_Short problem_
Starting with the line containing "Should you be willing to segment every instance of the **man's" and going on through the line containing "92], [175, 98]]", swap "man's chin" for "man's jaw" and write out only those lines of the items, leaving everything else unchanged.
BEGIN Data for the task
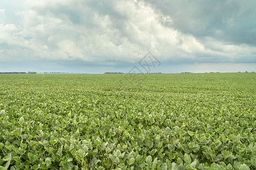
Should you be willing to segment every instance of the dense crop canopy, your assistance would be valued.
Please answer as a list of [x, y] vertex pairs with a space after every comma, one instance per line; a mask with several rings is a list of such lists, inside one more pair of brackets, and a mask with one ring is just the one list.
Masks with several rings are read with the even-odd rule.
[[0, 75], [0, 169], [255, 169], [256, 74]]

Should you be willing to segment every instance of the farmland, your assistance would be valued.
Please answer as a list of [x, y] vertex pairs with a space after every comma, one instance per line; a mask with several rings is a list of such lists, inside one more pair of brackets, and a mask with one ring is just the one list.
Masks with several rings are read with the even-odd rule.
[[256, 168], [256, 73], [127, 75], [0, 75], [0, 169]]

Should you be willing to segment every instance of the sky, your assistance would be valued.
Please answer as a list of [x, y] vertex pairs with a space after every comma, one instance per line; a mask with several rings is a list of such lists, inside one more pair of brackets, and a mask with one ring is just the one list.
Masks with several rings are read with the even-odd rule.
[[256, 71], [256, 1], [0, 0], [0, 72]]

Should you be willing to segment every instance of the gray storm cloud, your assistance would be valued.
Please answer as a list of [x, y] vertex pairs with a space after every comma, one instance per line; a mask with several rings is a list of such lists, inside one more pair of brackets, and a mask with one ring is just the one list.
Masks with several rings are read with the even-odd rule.
[[8, 8], [0, 10], [0, 60], [120, 64], [150, 51], [166, 63], [255, 63], [254, 6], [253, 1], [26, 0], [13, 14], [15, 23], [4, 23]]

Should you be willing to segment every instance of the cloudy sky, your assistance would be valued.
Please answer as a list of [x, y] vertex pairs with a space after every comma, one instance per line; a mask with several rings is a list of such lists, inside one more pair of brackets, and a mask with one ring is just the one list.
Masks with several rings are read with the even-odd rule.
[[0, 72], [146, 72], [142, 62], [150, 72], [256, 71], [255, 6], [254, 0], [1, 0]]

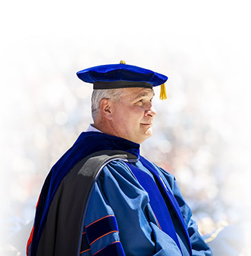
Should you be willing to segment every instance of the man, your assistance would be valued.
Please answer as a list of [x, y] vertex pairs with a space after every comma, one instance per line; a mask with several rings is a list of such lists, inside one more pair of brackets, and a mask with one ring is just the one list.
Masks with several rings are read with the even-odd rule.
[[49, 173], [28, 255], [210, 255], [174, 177], [139, 155], [168, 77], [124, 62], [77, 75], [94, 124]]

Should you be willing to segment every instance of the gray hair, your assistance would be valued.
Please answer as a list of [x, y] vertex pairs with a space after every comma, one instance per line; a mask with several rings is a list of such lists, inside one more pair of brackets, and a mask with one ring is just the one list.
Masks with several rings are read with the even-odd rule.
[[92, 95], [92, 116], [93, 120], [95, 119], [100, 110], [100, 103], [103, 99], [119, 101], [123, 92], [123, 88], [94, 90]]

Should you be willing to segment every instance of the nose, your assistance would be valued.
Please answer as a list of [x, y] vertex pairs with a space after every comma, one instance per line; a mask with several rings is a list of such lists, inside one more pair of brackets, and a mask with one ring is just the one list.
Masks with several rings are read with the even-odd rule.
[[154, 106], [151, 104], [149, 108], [145, 110], [145, 114], [146, 116], [150, 116], [150, 117], [153, 117], [157, 114], [157, 112], [155, 108], [154, 108]]

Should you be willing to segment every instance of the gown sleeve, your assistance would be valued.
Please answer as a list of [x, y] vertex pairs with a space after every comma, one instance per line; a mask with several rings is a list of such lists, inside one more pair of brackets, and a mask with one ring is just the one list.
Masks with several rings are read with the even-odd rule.
[[83, 245], [81, 256], [181, 256], [174, 241], [158, 227], [148, 193], [120, 160], [103, 168], [84, 226], [87, 239], [82, 244], [88, 244]]
[[185, 203], [175, 177], [161, 168], [157, 168], [161, 170], [161, 173], [163, 175], [165, 179], [168, 182], [171, 191], [172, 191], [172, 193], [178, 202], [179, 208], [184, 218], [185, 223], [187, 226], [192, 245], [192, 255], [212, 255], [210, 248], [199, 233], [197, 222], [192, 219], [192, 210], [188, 205]]

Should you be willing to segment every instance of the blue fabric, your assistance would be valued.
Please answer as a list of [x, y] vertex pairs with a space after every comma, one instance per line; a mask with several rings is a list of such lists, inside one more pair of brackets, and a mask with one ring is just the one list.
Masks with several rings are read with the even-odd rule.
[[181, 212], [179, 209], [179, 204], [177, 204], [174, 197], [173, 196], [172, 193], [170, 193], [169, 190], [168, 189], [168, 188], [166, 187], [165, 184], [164, 183], [163, 179], [161, 178], [159, 173], [157, 171], [154, 166], [153, 166], [149, 161], [146, 160], [144, 157], [141, 156], [140, 157], [140, 161], [143, 164], [143, 165], [145, 168], [147, 168], [149, 170], [151, 171], [151, 173], [154, 175], [154, 177], [159, 181], [159, 184], [161, 186], [162, 189], [163, 189], [162, 191], [163, 191], [164, 193], [165, 194], [168, 198], [168, 202], [172, 206], [173, 209], [174, 210], [175, 213], [177, 215], [179, 220], [181, 221], [181, 224], [186, 235], [186, 238], [187, 238], [189, 247], [190, 247], [190, 253], [192, 255], [192, 246], [191, 246], [191, 243], [189, 239], [189, 235], [188, 233], [188, 230], [187, 230], [183, 217], [182, 216]]
[[112, 232], [119, 232], [114, 216], [108, 216], [90, 224], [86, 228], [88, 244], [90, 245], [102, 236]]
[[95, 256], [126, 256], [121, 244], [119, 242], [113, 242], [107, 247], [94, 253]]
[[46, 179], [36, 210], [32, 255], [35, 255], [50, 203], [63, 179], [81, 159], [105, 150], [120, 150], [139, 155], [139, 144], [136, 143], [97, 132], [82, 132], [72, 147], [52, 168]]
[[78, 77], [87, 83], [96, 81], [144, 81], [157, 86], [164, 83], [168, 77], [152, 70], [126, 64], [110, 64], [86, 68], [77, 73]]
[[[103, 150], [122, 150], [139, 157], [139, 145], [123, 139], [96, 132], [83, 132], [73, 146], [53, 166], [43, 187], [36, 213], [32, 242], [37, 244], [46, 224], [50, 204], [55, 191], [69, 170], [79, 160], [94, 152]], [[141, 164], [140, 161], [135, 164]], [[158, 170], [168, 189], [177, 201], [191, 239], [192, 255], [211, 255], [210, 250], [199, 235], [191, 210], [185, 204], [174, 177], [164, 170]], [[115, 215], [119, 230], [94, 242], [83, 255], [91, 255], [120, 240], [126, 255], [181, 255], [174, 240], [157, 226], [148, 193], [135, 179], [122, 161], [114, 161], [105, 166], [94, 184], [85, 220], [88, 226], [100, 218]], [[82, 239], [82, 248], [88, 248]], [[36, 251], [36, 246], [33, 246]], [[88, 250], [88, 249], [86, 249]], [[35, 253], [32, 253], [35, 255]], [[116, 255], [116, 254], [115, 254]]]
[[[139, 161], [134, 164], [153, 178]], [[191, 210], [183, 199], [175, 178], [165, 170], [154, 166], [167, 188], [178, 201], [179, 208], [191, 237], [192, 255], [211, 255], [210, 248], [198, 233], [195, 221], [191, 219]], [[111, 242], [120, 240], [128, 256], [181, 256], [172, 237], [159, 228], [149, 197], [149, 194], [125, 162], [112, 161], [105, 166], [91, 195], [85, 226], [108, 215], [114, 215], [119, 233], [114, 233], [112, 237], [108, 235], [93, 243], [91, 246], [92, 254]], [[172, 221], [177, 228], [180, 221], [174, 210], [170, 213], [172, 213]], [[180, 229], [182, 253], [188, 256], [190, 255], [188, 245], [181, 244], [183, 241], [186, 242], [186, 236], [183, 228]]]
[[137, 168], [132, 164], [126, 164], [132, 171], [132, 173], [135, 175], [139, 184], [148, 193], [150, 204], [161, 229], [175, 241], [181, 252], [181, 246], [176, 235], [170, 215], [156, 183], [146, 173], [143, 172], [142, 170]]

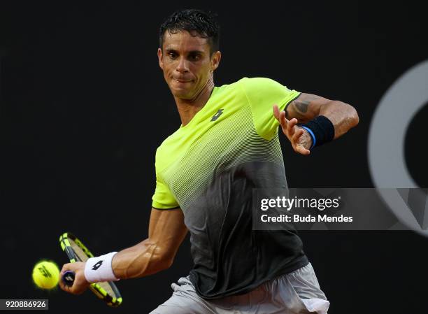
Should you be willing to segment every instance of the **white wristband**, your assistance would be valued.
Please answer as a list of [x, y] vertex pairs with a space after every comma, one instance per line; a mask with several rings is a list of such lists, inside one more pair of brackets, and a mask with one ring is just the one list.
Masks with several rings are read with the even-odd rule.
[[85, 278], [90, 283], [117, 281], [111, 267], [111, 261], [117, 252], [91, 257], [85, 265]]

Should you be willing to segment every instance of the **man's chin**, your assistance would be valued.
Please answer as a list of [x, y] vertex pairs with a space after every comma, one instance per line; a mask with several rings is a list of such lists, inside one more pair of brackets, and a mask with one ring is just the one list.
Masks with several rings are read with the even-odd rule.
[[180, 99], [192, 99], [192, 95], [187, 90], [179, 89], [171, 89], [171, 92], [175, 98]]

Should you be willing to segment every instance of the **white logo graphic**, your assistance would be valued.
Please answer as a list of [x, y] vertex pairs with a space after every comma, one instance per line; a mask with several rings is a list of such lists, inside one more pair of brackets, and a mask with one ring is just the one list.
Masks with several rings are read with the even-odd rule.
[[410, 176], [404, 159], [406, 131], [428, 102], [428, 61], [404, 73], [376, 108], [369, 134], [369, 165], [383, 200], [407, 227], [428, 236], [427, 194]]

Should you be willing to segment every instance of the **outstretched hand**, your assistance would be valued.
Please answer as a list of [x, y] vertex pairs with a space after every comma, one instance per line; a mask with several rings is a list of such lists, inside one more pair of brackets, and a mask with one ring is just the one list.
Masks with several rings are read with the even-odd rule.
[[280, 122], [283, 132], [288, 138], [296, 152], [301, 155], [309, 155], [309, 148], [312, 146], [312, 137], [304, 128], [298, 127], [297, 119], [289, 120], [285, 117], [285, 111], [280, 112], [277, 105], [273, 105], [273, 115]]
[[[71, 287], [66, 285], [62, 281], [62, 275], [67, 271], [74, 271], [74, 282]], [[72, 294], [80, 294], [90, 286], [90, 283], [86, 281], [85, 278], [85, 263], [76, 262], [76, 263], [68, 263], [64, 264], [59, 273], [59, 287], [64, 291]]]

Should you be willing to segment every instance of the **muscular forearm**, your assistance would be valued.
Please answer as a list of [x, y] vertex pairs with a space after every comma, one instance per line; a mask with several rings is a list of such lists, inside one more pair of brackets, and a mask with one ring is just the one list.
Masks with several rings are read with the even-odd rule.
END Data for the task
_Final result_
Should you be willing to segment every instance of the **man's jaw**, your assistance would be valued.
Please answer as a list of [x, y] vertex pairs with a space after every comma, one instance per line; a mask with several rings is a list of such lists, inside one more pair of brackets, and a mask with one ring is just the one list.
Masks with several rings are read with the even-odd rule.
[[180, 99], [192, 99], [192, 95], [187, 90], [179, 89], [171, 89], [171, 92], [175, 98]]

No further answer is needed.